▶ [Instruction] Will you quote only the lines starting at the one that contains "laptop screen bezel" and ending with the last line of the listing below, inclusive?

[Stored items]
--- Begin ---

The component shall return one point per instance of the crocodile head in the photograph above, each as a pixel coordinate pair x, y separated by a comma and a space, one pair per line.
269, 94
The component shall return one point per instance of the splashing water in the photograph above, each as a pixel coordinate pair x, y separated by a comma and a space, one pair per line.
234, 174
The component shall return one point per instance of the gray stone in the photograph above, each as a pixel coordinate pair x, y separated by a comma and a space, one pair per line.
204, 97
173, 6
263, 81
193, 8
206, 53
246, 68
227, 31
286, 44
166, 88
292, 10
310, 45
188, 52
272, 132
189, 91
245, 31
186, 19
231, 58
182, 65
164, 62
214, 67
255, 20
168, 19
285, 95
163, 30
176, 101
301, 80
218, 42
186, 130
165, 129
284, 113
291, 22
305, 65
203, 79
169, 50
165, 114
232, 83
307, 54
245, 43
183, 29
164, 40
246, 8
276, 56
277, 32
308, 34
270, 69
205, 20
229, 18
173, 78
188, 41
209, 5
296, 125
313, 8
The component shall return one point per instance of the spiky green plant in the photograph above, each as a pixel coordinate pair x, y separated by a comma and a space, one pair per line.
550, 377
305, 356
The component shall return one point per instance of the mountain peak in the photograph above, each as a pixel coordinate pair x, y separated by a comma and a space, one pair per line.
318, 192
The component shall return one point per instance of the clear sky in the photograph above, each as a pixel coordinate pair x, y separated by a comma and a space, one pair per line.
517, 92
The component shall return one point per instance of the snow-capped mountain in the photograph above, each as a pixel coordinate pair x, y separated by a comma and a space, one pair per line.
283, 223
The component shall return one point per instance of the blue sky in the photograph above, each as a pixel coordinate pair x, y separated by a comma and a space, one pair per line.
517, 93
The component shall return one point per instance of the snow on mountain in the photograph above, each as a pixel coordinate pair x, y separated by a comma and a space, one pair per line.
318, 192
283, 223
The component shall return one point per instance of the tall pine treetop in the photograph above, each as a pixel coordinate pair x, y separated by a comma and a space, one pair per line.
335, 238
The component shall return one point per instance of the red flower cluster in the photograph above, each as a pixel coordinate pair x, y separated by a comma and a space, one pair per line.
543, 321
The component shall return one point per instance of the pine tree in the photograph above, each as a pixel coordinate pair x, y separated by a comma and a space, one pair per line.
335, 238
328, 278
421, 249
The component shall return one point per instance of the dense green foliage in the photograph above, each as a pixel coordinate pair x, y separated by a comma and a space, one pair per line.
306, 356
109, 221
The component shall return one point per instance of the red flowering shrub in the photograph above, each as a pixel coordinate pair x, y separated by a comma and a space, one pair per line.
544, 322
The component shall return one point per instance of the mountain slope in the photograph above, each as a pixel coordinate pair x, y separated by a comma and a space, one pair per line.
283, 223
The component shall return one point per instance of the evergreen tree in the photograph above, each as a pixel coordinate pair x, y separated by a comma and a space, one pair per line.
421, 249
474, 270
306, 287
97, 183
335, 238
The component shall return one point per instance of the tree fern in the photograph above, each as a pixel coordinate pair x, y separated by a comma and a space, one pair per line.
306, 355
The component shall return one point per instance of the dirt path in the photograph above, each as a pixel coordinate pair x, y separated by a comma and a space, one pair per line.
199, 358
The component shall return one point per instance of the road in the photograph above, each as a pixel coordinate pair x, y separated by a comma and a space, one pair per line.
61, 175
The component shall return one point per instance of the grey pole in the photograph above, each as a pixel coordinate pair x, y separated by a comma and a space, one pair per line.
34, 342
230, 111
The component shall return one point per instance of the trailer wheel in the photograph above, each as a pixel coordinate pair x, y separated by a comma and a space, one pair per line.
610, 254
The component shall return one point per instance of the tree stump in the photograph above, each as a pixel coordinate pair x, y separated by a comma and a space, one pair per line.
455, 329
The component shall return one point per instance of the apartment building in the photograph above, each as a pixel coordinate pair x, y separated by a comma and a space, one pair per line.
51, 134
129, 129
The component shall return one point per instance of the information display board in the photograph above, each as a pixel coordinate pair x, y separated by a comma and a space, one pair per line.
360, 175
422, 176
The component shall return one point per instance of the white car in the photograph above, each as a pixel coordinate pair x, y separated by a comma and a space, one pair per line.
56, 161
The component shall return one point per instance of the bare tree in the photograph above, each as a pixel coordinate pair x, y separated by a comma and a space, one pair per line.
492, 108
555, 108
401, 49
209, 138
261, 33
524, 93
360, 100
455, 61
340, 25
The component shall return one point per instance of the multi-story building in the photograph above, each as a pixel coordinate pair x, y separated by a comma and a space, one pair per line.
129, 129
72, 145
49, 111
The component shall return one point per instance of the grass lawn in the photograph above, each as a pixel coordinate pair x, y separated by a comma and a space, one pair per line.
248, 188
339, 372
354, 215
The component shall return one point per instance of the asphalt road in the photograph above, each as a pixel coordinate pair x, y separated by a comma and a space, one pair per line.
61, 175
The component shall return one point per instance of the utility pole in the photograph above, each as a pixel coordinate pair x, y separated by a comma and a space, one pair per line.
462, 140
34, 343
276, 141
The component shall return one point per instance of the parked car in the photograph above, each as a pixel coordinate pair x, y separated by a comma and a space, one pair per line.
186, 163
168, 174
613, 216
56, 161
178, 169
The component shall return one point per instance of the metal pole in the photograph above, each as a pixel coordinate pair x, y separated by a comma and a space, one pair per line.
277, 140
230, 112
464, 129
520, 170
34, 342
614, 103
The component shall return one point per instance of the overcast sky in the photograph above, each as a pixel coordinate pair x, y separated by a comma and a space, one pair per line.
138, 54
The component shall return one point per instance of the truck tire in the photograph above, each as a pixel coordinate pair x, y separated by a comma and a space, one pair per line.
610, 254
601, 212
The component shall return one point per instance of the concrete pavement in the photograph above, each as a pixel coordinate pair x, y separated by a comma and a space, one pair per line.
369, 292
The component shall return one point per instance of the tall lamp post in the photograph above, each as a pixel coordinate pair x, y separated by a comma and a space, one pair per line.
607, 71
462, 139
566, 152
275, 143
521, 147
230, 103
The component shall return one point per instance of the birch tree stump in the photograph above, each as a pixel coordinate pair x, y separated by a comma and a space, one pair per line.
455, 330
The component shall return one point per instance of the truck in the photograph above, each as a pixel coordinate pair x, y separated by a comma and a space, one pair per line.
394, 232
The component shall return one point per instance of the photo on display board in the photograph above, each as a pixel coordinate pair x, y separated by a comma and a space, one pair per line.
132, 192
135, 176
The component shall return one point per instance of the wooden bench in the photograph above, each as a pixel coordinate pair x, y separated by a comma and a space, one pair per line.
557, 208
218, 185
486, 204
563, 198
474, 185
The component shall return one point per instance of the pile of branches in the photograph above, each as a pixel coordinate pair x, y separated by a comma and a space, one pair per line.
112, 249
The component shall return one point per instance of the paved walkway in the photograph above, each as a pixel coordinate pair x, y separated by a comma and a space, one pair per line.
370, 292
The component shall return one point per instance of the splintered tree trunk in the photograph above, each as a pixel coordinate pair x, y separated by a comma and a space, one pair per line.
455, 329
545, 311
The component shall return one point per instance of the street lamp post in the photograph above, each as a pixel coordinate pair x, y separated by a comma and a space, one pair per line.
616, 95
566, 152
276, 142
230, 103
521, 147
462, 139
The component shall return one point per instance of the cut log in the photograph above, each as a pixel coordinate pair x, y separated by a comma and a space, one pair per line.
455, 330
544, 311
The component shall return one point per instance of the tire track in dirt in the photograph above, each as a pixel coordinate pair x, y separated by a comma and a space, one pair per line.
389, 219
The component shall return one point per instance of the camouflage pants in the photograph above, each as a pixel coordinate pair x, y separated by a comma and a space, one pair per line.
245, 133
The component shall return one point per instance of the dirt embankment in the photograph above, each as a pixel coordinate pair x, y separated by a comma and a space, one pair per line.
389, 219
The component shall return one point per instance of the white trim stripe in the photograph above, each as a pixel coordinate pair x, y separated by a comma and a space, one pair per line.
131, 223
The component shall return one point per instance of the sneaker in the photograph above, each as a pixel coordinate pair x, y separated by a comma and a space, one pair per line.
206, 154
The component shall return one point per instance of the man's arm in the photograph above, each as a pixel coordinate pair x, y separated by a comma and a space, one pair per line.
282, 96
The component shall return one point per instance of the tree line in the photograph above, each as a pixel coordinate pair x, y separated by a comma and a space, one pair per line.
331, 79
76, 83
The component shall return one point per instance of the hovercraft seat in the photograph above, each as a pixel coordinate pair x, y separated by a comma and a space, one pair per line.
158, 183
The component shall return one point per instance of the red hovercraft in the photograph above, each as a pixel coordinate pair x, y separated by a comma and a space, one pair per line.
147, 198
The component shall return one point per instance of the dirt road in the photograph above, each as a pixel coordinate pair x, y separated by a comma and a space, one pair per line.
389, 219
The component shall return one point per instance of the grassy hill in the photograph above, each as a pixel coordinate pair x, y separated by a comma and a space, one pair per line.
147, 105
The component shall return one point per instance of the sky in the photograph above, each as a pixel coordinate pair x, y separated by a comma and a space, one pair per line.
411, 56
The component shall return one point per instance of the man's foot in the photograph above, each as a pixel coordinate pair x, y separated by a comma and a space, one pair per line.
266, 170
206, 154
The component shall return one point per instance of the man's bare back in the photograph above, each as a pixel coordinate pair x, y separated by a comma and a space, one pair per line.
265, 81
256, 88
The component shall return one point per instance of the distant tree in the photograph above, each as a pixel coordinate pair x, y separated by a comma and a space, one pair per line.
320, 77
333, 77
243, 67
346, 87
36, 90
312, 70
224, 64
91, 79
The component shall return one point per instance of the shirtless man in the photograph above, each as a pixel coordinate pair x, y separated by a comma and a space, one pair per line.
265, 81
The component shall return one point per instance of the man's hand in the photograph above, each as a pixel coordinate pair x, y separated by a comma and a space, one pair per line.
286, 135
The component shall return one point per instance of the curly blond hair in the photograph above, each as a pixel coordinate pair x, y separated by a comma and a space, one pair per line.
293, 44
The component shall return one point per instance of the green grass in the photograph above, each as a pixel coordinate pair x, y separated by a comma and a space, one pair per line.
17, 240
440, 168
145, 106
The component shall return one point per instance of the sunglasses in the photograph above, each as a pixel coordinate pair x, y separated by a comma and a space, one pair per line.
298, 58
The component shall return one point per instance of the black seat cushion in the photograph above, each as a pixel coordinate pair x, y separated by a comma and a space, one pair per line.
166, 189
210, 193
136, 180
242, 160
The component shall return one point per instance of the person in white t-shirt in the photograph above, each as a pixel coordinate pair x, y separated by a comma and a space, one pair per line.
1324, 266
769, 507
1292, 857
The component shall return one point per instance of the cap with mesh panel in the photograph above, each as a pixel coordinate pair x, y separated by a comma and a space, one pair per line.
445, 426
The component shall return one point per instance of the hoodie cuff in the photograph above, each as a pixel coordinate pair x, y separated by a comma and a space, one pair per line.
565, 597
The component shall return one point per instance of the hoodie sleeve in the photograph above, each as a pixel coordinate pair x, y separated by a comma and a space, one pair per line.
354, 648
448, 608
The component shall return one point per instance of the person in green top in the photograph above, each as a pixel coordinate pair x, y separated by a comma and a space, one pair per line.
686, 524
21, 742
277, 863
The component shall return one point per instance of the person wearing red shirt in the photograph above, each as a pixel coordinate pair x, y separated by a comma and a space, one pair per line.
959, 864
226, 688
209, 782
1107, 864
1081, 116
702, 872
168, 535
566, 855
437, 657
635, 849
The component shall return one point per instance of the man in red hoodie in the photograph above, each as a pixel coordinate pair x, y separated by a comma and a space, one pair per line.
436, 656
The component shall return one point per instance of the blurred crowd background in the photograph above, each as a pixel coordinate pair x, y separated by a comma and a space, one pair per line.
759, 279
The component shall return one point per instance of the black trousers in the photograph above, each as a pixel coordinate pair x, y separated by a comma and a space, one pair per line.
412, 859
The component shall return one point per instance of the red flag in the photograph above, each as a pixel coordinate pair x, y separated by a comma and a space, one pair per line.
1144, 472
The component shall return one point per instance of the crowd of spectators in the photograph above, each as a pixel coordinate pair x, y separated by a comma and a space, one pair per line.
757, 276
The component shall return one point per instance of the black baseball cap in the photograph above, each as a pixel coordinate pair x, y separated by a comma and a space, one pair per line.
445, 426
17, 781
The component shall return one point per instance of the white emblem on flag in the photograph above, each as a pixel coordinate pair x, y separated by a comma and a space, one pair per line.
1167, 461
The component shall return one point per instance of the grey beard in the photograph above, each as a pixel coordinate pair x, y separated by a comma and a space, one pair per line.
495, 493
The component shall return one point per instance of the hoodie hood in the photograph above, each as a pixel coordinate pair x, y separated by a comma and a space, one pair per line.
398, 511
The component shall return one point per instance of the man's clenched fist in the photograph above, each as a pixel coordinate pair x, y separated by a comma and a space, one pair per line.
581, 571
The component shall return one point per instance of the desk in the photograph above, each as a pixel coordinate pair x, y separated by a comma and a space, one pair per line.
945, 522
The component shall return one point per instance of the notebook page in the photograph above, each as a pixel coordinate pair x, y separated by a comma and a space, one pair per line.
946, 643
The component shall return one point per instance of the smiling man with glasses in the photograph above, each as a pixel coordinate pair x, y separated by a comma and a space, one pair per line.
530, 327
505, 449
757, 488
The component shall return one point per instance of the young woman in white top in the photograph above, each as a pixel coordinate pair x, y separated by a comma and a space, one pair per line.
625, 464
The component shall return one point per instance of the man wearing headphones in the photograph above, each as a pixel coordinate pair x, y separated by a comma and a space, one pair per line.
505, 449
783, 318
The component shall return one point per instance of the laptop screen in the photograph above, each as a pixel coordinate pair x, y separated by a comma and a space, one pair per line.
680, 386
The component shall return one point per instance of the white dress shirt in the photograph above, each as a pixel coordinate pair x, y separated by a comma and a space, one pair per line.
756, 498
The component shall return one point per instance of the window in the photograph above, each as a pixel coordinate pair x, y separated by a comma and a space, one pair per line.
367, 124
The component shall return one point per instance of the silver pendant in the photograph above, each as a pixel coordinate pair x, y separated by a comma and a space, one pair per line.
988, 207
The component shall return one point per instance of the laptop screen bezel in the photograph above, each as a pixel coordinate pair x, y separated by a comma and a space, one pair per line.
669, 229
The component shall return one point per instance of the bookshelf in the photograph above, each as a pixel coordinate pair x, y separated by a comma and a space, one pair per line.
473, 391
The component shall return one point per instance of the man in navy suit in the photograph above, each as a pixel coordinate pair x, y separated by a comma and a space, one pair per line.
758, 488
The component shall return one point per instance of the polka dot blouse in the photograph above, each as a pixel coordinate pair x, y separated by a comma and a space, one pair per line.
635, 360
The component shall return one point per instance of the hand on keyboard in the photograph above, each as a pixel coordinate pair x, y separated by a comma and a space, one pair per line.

--- End ---

▶ [Answer for this exercise]
The component shall return one point per instance of the laptop screen bezel in the photograph above, each as a pixel coordinate pair x, y separated by a comma and a space, one pair per line.
669, 229
The component shall return one point per instance of the bookshelf in the photograph above, each as a pixel coordinate pair x, y separated by a comma and a space, one pair per line.
473, 391
The component shall return one point per instance of the man in navy suit in the photograph above, each as a pixel coordinate pair x, y separated by a comma and a space, one pair per line.
758, 488
The component shall return one point per instance of the polka dot blouse in the photograph above, each as a pixel coordinate pair x, y separated by a comma and a space, one pair per line.
635, 360
The component shall return one point per instance of the hand on keyboard in the photograph above, each as a pixel coordinate pair x, y separated by a comma and a space, one pair per line.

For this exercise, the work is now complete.